Dataset entries
+ + + + + + +

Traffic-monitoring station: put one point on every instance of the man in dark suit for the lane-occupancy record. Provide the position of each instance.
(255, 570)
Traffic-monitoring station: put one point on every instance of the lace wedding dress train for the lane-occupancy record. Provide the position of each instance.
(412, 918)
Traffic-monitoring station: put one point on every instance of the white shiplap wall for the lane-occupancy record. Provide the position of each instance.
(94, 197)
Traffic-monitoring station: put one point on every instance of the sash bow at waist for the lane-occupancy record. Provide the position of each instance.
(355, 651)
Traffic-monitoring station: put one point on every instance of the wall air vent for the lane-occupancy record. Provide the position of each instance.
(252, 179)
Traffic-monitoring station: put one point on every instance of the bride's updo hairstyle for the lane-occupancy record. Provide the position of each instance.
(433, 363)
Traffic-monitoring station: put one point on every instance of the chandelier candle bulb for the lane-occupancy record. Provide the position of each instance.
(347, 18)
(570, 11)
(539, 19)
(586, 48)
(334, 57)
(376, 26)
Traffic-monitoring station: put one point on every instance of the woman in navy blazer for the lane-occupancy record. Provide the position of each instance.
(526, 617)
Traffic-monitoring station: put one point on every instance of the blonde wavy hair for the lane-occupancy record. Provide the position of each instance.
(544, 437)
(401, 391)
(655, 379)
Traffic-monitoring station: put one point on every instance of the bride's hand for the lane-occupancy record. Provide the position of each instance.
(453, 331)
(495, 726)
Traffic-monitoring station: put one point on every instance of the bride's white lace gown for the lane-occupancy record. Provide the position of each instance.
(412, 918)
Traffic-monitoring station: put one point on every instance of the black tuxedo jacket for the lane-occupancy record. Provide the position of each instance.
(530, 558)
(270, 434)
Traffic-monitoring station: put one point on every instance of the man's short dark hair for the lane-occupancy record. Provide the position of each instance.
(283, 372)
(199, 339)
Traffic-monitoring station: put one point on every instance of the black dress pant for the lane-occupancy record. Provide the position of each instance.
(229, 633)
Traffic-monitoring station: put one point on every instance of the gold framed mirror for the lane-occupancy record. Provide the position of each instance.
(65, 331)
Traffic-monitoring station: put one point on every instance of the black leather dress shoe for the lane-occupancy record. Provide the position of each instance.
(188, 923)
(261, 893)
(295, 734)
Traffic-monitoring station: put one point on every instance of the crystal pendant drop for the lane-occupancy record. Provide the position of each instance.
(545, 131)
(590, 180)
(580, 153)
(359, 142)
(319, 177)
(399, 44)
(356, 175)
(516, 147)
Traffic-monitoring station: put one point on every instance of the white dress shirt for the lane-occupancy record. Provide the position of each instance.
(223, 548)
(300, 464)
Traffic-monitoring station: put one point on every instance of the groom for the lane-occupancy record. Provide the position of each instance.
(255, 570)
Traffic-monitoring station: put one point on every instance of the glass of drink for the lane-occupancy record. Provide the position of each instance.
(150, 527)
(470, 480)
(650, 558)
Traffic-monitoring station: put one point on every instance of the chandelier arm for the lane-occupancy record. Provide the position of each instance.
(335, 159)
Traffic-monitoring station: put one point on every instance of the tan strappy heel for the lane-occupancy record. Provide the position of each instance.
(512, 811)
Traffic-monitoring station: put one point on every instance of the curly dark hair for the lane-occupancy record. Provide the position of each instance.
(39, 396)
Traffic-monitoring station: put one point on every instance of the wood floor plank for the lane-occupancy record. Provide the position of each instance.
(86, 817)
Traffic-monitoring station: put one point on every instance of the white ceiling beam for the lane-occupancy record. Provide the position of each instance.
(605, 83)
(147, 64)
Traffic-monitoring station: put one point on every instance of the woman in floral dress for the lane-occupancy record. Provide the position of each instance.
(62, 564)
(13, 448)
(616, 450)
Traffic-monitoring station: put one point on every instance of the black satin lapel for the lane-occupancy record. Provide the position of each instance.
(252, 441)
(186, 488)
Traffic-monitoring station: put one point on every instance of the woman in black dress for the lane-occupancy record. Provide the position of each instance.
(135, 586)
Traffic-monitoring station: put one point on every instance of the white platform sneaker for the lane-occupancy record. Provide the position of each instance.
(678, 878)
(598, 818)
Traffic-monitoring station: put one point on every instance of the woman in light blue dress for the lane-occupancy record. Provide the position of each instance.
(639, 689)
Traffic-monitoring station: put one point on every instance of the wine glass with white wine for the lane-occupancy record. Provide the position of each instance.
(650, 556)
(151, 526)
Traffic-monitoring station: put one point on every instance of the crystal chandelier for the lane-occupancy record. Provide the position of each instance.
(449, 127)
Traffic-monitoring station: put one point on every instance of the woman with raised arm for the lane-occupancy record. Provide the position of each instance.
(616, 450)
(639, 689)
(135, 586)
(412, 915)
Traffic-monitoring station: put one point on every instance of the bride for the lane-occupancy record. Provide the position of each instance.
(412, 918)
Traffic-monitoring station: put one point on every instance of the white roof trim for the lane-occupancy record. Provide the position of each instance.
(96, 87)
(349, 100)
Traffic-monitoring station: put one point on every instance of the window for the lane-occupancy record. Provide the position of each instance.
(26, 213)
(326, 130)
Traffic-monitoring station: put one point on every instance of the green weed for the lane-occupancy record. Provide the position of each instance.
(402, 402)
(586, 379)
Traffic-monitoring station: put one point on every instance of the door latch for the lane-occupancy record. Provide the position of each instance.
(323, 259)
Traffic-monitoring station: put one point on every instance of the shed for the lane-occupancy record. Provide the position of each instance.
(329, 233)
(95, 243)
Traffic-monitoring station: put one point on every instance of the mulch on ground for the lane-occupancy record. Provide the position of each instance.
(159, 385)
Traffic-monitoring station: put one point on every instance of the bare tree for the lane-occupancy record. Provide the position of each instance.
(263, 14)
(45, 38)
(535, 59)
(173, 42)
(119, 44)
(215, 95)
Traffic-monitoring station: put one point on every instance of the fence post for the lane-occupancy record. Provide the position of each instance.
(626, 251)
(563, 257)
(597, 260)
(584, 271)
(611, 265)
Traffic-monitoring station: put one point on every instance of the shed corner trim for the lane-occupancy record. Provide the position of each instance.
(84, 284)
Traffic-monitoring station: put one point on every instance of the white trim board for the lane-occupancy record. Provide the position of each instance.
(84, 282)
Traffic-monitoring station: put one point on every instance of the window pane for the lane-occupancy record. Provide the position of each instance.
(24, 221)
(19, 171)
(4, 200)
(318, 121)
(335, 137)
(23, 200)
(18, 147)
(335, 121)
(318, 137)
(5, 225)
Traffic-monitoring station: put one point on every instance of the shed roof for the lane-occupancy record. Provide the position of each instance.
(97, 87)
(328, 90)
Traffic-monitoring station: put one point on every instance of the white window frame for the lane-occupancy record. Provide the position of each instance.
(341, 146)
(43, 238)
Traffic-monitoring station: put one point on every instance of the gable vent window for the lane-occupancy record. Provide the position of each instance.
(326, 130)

+ + + + + + +

Write out again every entry above, exactly as given.

Traffic-monitoring station: put one point on every instance of the man in dark suit for the lane-occupancy record. Provide the position of each instance.
(255, 570)
Traffic-monitoring station: put one point on every instance of the lace wedding dress train for the lane-occupancy record. Provide the position of each instance.
(412, 918)
Traffic-monitoring station: put one point on every instance of the white shiplap wall for the lane-occupancy record. Provide the position of each instance.
(94, 197)
Traffic-monitoring station: put one point on every instance of the sash bow at waist for the lane-occupancy record. Provide the position of each instance.
(355, 651)
Traffic-monitoring station: put one point on every instance of the wall air vent for the lane-occupancy record. Provide the position of each instance.
(252, 179)
Traffic-monitoring station: put one point on every instance of the bride's updo hairstyle for the lane-occupancy record. Provide the position of each instance.
(433, 363)
Traffic-monitoring station: put one point on every instance of the chandelier candle bulb for the lane-occupancy record. Provide the position of each instance.
(347, 18)
(570, 11)
(539, 19)
(586, 48)
(334, 57)
(376, 26)
Traffic-monitoring station: put one point on every instance of the woman in navy blazer for the lane-occupancy record. Provide the position of each instance.
(526, 617)
Traffic-monitoring station: put one point on every instance of the blonde wavy hair for the lane-occupancy record. Provide the position of each instance.
(544, 437)
(401, 391)
(655, 379)
Traffic-monitoring station: put one point on every instance of the bride's hand for the lane-occupancy record. Provide the position of each instance.
(453, 331)
(495, 726)
Traffic-monitoring station: put one point on every instance of the bride's white lace gown for the lane-occupancy record. Provide the position of each instance.
(412, 918)
Traffic-monitoring station: put one point on every instance of the black tuxedo jacket for the lane-occupancy record. Provide the position of each instance.
(530, 558)
(270, 434)
Traffic-monitoring station: put one point on every instance of the man's short dark hair for the lane-occupancy record. Provide the position of each instance.
(283, 372)
(199, 339)
Traffic-monitoring station: put one point on every instance of the black dress pant for the lane-occupancy record. Provide the position of each instance.
(229, 633)
Traffic-monitoring station: put one point on every instance of the gold framed mirror for the lane-occupancy record. Provide the position of each instance.
(65, 331)
Traffic-monitoring station: put one point on every instance of the black leather dress shoe for the lane-occupancy record. Provide the position of each instance.
(188, 923)
(261, 893)
(295, 734)
Traffic-monitoring station: put one point on every instance of the crystal pendant drop for the lane-occupancy record. Provide the position of each instance.
(545, 131)
(590, 180)
(580, 153)
(359, 142)
(319, 177)
(399, 44)
(356, 175)
(516, 147)
Traffic-monitoring station: put one point on every instance of the white dress shirt for the lane-occupancy record. Provide the position of each instance.
(223, 548)
(300, 464)
Traffic-monitoring station: put one point on every instance of the groom for the lane-occupancy record. Provide the position of each instance.
(255, 570)
Traffic-monitoring station: put one point on every instance of the glass of drink for the lane-occupancy record. Provide the position of each instance.
(150, 527)
(470, 480)
(650, 558)
Traffic-monitoring station: put one point on every instance of the chandelier arm for the lane-occupancy record. Provide the position of each instance.
(335, 159)
Traffic-monitoring station: put one point on every instance of the tan strappy heel for the lane-occupancy record. Provide the position of each instance.
(512, 811)
Traffic-monitoring station: put one point on every instance of the curly dark hair for the lane-occupancy record. Provide the position of each instance.
(39, 396)
Traffic-monitoring station: put one point on every instance of the wood floor plank for the lane-occupancy record. Provide the position of each instance.
(86, 817)
Traffic-monitoring station: put one point on every instance of the white ceiling beam for the lane-occupancy record. Provide the position of each instance.
(605, 83)
(147, 64)
Traffic-monitoring station: put one point on every instance of the woman in floral dress for the lane-occupancy record. Provide the position of each instance.
(62, 564)
(13, 448)
(616, 450)
Traffic-monitoring station: put one point on every instance of the black satin lapel for the lane-occupancy record. Provide the position of each instance.
(252, 441)
(186, 488)
Traffic-monitoring station: put one point on every instance of the woman in black dress for the lane-occupancy record. Provide the position of each instance.
(135, 586)
Traffic-monitoring station: put one point on every instance of the white platform sneaker for the lane-occupancy record. Provide the position of each instance.
(678, 878)
(598, 818)
Traffic-monitoring station: put one point on every instance of the woman in light blue dress for the lane-occupancy record. Provide the position of each instance.
(639, 689)
Traffic-monitoring station: put one point on every instance of the wine glass with white wine for the lane-occupancy record. Provide the position of each instance.
(650, 556)
(151, 526)
Traffic-monitoring station: put one point on every instance of the crystal chandelier for the lane-occupancy record. Provide the position of each instance.
(449, 127)
Traffic-monitoring station: put one point on every instance of the woman with raised arm for the lane-occupancy record. Provide the position of each instance.
(616, 450)
(639, 689)
(135, 586)
(412, 915)
Traffic-monitoring station: put one point on every instance of the bride for the lane-occupancy record. Provide the position of each instance.
(412, 918)
Traffic-monitoring station: put one point on every instance of the white roof trim for the lane-occupancy record. Provide the position of each instance.
(96, 87)
(349, 100)
Traffic-monitoring station: put one point on every instance of the window for the lane-occupancy record. Provide the position of each instance.
(26, 213)
(326, 130)
Traffic-monitoring station: put one point on every instance of the green weed for the lane-occupancy record. Provide the position of each instance.
(402, 402)
(586, 379)
Traffic-monitoring station: put one point on every instance of the door latch for the lane-occupancy record. Provide the position of each instance.
(323, 259)
Traffic-monitoring station: put one point on every instance of the shed for the lane-occupancy record. Provide the position of each instance.
(329, 233)
(95, 243)
Traffic-monitoring station: put one point on every instance of the mulch on ground for the lane-occupancy record. Provide the position of each instance.
(159, 385)
Traffic-monitoring station: put one point on every instance of the bare tree for the lane-occupancy record. Provide the position of each instance.
(263, 14)
(45, 38)
(535, 59)
(173, 42)
(119, 44)
(215, 95)
Traffic-monitoring station: put one point on every instance of the fence post for the lane-occupancy record. Provide the position of each instance.
(626, 251)
(563, 257)
(597, 260)
(584, 271)
(611, 265)
Traffic-monitoring station: put one point on every instance of the shed corner trim for the lane-occupancy record. Provide the position of each instance.
(84, 284)
Traffic-monitoring station: put one point on every instance of the white trim board for the lane-occupancy record. Provide the position of each instance.
(84, 282)
Traffic-monitoring station: put one point on every instance of the window pane for the lane-occupancy record. Provide the position of each instance.
(24, 221)
(19, 171)
(4, 200)
(318, 121)
(335, 137)
(23, 200)
(18, 147)
(335, 121)
(318, 137)
(5, 225)
Traffic-monitoring station: put one point on every instance of the shed roof for the lane-occupancy record. Provide the position of each instance.
(97, 87)
(328, 90)
Traffic-monitoring station: put one point on every instance of the white window frame for the lane-occupancy record. Provide the position of each instance.
(341, 146)
(43, 238)
Traffic-monitoring station: put one point on every instance of the gable vent window for the lane-occupancy record. Provide the position of each instance.
(326, 130)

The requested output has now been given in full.